In the records below, give every line from the one containing "Can you spot the person" down to the one containing "[[477, 159, 504, 186], [492, 158, 512, 183]]", both included, as a numbered list. Leave out any blank lines.

#### PROVIDED INFORMATION:
%%
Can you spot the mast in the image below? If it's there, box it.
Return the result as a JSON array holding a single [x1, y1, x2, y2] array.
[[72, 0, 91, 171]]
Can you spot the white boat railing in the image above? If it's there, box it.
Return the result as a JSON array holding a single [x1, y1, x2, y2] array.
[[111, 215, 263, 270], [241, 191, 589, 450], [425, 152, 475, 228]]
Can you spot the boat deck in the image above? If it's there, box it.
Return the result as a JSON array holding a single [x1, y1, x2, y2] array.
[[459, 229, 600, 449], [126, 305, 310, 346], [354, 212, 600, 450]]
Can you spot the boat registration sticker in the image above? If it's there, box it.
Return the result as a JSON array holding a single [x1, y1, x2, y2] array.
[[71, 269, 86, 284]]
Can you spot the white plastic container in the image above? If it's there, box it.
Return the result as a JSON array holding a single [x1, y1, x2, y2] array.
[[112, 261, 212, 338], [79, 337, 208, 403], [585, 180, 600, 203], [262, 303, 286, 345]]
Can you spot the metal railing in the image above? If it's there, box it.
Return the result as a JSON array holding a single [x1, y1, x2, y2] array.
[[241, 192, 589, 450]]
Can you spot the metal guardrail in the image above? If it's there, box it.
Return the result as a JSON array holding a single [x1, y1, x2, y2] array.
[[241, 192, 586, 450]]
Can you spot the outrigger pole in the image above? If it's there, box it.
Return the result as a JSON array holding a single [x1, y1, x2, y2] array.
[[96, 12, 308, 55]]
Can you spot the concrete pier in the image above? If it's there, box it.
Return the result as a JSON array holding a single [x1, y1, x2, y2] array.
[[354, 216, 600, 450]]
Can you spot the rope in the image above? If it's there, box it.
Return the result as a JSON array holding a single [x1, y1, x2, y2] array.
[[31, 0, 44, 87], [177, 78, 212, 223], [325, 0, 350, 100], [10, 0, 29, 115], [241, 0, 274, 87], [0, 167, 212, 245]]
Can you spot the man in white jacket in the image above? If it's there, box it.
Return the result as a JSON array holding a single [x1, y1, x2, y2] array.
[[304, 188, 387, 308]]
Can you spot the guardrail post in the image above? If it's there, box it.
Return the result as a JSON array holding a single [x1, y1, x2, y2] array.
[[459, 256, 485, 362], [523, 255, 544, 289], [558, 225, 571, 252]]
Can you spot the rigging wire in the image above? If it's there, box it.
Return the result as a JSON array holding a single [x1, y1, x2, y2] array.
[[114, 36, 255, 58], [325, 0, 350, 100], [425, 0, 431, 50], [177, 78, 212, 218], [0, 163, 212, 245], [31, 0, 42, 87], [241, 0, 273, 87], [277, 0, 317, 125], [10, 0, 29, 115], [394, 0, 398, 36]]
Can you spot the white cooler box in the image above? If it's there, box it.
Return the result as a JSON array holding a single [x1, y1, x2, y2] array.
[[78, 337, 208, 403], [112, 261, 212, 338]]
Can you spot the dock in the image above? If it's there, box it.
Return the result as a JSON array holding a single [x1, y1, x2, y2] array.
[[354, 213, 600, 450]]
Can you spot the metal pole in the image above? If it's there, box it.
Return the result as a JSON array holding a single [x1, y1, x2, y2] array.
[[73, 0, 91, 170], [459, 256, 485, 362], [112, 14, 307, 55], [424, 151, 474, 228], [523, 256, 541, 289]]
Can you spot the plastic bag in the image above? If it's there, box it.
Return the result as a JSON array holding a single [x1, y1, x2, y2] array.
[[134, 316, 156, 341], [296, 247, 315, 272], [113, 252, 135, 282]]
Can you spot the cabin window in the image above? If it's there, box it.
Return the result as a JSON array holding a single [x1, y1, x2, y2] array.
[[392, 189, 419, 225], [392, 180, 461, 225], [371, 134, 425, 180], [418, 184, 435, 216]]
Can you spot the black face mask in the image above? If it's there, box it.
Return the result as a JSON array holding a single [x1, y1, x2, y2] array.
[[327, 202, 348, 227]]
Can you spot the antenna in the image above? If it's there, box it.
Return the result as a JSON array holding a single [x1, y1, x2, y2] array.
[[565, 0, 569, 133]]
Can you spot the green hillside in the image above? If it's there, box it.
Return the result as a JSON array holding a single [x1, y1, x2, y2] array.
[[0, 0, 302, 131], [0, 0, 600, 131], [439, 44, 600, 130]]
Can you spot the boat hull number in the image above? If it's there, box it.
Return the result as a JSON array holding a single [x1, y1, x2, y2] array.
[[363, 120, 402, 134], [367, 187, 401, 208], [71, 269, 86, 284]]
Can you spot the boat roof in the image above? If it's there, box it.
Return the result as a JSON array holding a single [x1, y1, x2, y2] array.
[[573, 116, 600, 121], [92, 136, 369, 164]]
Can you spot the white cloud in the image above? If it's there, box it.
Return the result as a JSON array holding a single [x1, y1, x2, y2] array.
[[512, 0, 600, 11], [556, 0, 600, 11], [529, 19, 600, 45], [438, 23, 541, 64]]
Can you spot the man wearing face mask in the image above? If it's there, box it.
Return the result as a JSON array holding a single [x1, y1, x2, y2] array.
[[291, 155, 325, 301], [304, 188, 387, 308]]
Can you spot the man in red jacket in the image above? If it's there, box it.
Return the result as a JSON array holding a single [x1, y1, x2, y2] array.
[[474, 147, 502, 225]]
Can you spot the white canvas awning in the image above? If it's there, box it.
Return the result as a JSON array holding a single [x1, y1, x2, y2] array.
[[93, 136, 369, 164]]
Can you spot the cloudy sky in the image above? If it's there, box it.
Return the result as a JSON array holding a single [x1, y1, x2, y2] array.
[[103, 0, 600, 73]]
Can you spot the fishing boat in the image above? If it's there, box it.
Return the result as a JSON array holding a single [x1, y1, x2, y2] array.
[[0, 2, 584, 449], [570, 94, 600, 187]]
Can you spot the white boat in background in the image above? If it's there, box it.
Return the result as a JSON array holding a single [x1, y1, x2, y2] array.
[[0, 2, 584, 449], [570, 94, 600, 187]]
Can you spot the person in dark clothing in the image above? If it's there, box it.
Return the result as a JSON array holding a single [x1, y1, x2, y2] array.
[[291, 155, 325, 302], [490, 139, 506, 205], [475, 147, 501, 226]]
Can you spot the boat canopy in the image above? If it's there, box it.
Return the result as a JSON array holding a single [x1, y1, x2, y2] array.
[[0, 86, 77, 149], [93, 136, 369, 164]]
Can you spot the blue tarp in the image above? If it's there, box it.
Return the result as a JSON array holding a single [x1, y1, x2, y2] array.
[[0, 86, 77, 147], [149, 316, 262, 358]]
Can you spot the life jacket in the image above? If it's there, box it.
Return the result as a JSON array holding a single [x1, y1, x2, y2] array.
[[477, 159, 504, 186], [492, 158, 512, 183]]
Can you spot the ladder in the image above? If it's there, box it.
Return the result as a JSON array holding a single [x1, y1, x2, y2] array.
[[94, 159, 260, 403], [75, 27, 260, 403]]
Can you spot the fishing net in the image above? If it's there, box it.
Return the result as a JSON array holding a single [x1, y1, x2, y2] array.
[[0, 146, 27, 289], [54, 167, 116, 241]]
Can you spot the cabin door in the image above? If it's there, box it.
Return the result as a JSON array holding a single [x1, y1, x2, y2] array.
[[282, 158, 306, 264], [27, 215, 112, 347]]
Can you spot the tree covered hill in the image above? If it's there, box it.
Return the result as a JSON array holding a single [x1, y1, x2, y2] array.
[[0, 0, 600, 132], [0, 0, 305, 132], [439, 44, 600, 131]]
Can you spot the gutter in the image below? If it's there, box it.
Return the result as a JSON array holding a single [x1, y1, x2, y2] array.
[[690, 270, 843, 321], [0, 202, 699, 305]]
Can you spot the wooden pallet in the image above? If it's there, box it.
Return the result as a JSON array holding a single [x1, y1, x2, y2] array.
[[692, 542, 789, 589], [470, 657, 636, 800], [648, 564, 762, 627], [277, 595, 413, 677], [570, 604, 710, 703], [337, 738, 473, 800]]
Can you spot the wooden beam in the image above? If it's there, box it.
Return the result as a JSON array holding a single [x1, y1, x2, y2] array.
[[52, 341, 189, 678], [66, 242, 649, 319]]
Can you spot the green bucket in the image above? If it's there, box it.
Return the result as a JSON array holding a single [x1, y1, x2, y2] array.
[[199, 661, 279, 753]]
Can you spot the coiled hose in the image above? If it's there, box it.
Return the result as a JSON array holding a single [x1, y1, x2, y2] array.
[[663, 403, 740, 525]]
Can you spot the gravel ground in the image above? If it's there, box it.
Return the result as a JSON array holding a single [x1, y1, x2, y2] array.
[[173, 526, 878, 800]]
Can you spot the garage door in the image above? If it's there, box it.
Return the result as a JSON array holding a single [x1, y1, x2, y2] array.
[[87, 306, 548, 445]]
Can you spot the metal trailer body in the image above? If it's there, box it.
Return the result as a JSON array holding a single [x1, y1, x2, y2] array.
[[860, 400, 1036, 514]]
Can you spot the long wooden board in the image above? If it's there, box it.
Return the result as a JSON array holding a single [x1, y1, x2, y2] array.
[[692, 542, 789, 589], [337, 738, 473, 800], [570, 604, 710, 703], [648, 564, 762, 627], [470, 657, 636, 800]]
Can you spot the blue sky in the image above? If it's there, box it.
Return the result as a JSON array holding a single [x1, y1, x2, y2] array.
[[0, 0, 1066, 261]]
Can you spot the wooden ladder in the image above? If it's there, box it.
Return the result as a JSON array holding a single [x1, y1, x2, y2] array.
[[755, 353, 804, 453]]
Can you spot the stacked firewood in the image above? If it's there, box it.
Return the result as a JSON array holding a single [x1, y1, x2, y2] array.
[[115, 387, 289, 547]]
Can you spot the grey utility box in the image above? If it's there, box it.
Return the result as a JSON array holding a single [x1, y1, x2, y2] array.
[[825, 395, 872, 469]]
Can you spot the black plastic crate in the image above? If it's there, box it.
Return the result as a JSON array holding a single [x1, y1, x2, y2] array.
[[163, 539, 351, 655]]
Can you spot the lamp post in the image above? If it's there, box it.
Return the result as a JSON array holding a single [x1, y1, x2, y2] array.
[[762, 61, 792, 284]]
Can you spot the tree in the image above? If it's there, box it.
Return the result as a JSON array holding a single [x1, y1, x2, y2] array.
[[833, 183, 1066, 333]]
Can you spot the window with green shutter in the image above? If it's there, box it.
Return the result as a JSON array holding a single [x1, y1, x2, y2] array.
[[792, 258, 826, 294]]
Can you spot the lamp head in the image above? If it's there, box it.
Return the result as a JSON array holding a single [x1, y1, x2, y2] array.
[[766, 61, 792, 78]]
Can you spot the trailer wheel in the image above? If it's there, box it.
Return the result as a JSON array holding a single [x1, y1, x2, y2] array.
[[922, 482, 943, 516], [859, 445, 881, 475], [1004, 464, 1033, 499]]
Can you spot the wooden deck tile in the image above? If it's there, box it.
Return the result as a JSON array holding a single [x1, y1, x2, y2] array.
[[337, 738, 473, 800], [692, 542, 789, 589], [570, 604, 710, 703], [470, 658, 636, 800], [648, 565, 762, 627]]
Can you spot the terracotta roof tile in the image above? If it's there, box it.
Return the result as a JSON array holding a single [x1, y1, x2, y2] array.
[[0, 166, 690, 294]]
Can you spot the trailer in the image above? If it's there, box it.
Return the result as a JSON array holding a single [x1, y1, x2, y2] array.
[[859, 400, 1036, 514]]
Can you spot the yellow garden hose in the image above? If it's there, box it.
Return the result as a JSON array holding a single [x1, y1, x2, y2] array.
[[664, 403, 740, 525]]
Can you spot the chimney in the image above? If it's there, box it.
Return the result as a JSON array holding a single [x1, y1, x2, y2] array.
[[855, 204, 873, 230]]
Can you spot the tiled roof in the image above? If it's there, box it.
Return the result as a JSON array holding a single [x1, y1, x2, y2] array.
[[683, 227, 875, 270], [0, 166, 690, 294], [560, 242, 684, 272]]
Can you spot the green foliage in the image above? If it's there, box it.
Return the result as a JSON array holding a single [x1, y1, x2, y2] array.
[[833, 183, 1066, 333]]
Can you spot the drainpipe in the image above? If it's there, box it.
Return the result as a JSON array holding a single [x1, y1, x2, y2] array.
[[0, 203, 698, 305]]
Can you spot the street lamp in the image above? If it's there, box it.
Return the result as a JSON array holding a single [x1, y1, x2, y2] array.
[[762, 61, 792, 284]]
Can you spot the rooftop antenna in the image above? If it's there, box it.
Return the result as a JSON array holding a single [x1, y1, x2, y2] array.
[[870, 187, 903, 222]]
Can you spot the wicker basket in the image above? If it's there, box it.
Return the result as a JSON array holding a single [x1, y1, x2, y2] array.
%%
#### EXERCISE ANSWER:
1. Can you spot the person in dark clothing in the image above? If it's there, box it.
2. Return the result as a JSON array holding a single [x1, y1, x2, y2] array.
3. [[291, 155, 325, 302], [490, 139, 506, 205], [475, 147, 501, 226]]
4. Can you spot the boat canopy in the image above? If it's there, box it.
5. Return the result as a JSON array holding a single [x1, y1, x2, y2] array.
6. [[0, 86, 77, 149], [93, 136, 369, 164]]
7. Can you spot the blue tarp in the image above? If it's there, box it.
8. Return the result as a JSON array holding a single [x1, y1, x2, y2] array.
9. [[0, 86, 77, 147], [149, 316, 262, 358]]
10. Can you spot the life jacket in the image above? If it's there, box it.
11. Return the result as a JSON array holding a single [x1, y1, x2, y2] array.
12. [[477, 159, 504, 186], [492, 158, 512, 183]]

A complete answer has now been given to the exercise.